Jonathan Ofer below hits the nail on the head when he describes the shock heard around the Zionist world: Peter Beinart has abandoned ship. The highly respected liberal Zionist in the always Zionist paper of record the New York Times argues:
Israel has all but made its decision: one country that includes millions of Palestinians who lack basic rights. Now liberal Zionists must make our decision, too. It’s time to abandon the traditional two-state solution and embrace the goal of equal rights for Jews and Palestinians. It’s time to imagine a Jewish home that is not a Jewish state.
A major earthquake has been happening in the Zionist camp this past week.
Peter Beinart, Prince of ‘Liberal-Zionism’, published a nearly 7K-word essay in Jewish Currents titled “Yavne: A Jewish Case for Equality in Israel-Palestine”, explaining why he is abandoning the two-state solution. It was followed up by his much shorter piece in the New York Times titled “I No Longer Believe in a Jewish State”.
I don’t need to write an essay to explain just how deeply this cuts into the Zionist heart. Equality between Jews and Palestinians is anathema to Zionism, and abandoning the Jewish State is relinquishing the conceptual means by which this inequality is maintained.
These advocacies in general are not novel. Many others as well as this writer have been making them for years. But the person who is now voicing them is part of this story which makes it that much more explosive. The prince has just abandoned the castle. Even though Beinart seems keen to soften the blow by suggesting that Zionism continue more as “essence” rather than “form”, that is, become a kind of cultural signifier without a Jewish nation-state as such, for Zionists today, this is still very much tantamount to a death blow.
And yet, the liberals can’t just throw Beinart off as yet another negligible anti-Semite cuckoo. They know he has too much clout for that. Thus come the attempts to both be respectful yet dissenting.
Chair of J Street Jeremy Ben Ami starts out with greetings then lowers the boom
“Peace process” personas such as Martin Indyk and Aaron David Miller express disapproval
These critics need to hold on to their orthodoxy in the face of this shift. Beinart has moved on from the charade of the two-state solution that only prolonged Israeli oppression, and he has abandoned the camp. Although he ostensibly offers Zionists, including himself, a conceptual refuge of identity in “essence” but not “form”, this is not a refuge these Zionists seek. They want to maintain that form.

- _Data for analysis_
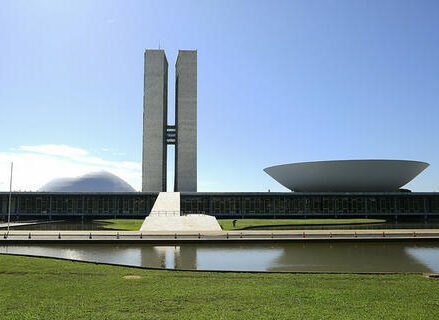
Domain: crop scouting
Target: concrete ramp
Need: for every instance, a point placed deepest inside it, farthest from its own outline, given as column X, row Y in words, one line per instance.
column 167, row 203
column 166, row 216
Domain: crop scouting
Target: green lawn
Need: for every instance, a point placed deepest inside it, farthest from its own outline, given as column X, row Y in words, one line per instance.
column 226, row 224
column 261, row 224
column 36, row 288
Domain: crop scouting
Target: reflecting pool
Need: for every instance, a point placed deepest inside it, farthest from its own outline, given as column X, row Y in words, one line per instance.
column 331, row 257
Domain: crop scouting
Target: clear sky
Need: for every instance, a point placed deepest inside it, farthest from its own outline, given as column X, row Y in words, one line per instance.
column 278, row 82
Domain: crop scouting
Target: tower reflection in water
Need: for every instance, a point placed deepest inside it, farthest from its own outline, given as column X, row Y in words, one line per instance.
column 169, row 257
column 336, row 257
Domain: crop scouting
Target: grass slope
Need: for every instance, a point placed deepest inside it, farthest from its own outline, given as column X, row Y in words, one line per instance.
column 35, row 288
column 226, row 224
column 241, row 224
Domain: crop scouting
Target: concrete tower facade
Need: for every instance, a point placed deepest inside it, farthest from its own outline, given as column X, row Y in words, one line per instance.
column 186, row 121
column 155, row 119
column 157, row 134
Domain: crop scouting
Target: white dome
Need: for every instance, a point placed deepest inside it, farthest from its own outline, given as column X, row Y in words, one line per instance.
column 346, row 175
column 101, row 181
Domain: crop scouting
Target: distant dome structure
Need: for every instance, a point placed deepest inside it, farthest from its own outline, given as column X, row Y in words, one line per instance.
column 364, row 175
column 101, row 181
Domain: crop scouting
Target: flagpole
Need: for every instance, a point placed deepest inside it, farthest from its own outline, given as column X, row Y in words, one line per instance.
column 10, row 196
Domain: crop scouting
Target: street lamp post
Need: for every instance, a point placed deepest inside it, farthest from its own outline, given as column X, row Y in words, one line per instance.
column 10, row 196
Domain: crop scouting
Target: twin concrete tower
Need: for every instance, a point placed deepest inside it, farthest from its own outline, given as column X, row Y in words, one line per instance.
column 157, row 134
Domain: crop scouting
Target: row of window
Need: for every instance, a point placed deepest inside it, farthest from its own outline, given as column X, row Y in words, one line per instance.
column 312, row 204
column 79, row 204
column 117, row 204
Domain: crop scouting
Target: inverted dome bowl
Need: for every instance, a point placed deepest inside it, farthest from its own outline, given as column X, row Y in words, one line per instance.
column 346, row 175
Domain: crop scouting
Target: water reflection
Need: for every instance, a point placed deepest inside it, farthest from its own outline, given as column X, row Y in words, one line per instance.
column 339, row 257
column 94, row 225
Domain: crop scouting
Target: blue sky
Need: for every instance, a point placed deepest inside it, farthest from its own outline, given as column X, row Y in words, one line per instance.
column 278, row 82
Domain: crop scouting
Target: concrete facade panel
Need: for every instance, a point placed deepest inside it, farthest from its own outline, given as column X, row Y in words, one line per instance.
column 155, row 117
column 186, row 121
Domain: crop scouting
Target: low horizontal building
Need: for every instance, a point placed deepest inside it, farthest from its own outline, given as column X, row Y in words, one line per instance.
column 59, row 205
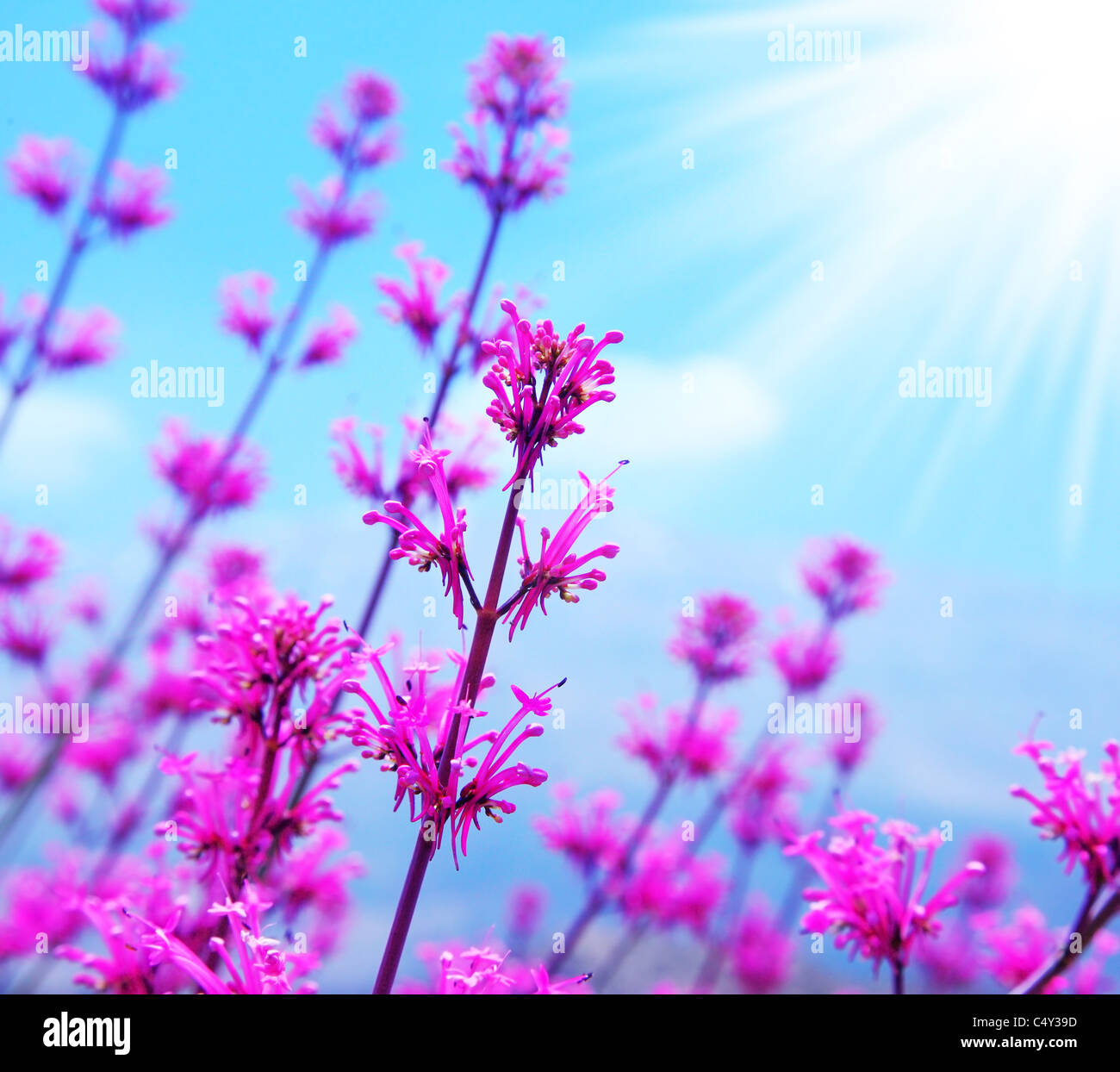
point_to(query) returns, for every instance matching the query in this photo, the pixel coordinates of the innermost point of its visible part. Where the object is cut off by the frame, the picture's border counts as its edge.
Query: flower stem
(471, 678)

- _Problems and tasks_
1. Answer from the article about Peter Beinart:
(a) In which publication did Beinart's essay "Yavne: A Jewish Case for Equality in Israel-Palestine" appear?
(b) What was the title of his shorter piece in the New York Times?
(c) Who is named as chair of J Street?
2. From the article about Peter Beinart, pull out everything from "Peter Beinart, Prince" down to "inequality is maintained.", copied word for word.

- _Solutions for each task_
1.
(a) Jewish Currents
(b) "I No Longer Believe in a Jewish State"
(c) Jeremy Ben Ami

2.
Peter Beinart, Prince of ‘Liberal-Zionism’, published a nearly 7K-word essay in Jewish Currents titled “Yavne: A Jewish Case for Equality in Israel-Palestine”, explaining why he is abandoning the two-state solution. It was followed up by his much shorter piece in the New York Times titled “I No Longer Believe in a Jewish State”.
I don’t need to write an essay to explain just how deeply this cuts into the Zionist heart. Equality between Jews and Palestinians is anathema to Zionism, and abandoning the Jewish State is relinquishing the conceptual means by which this inequality is maintained.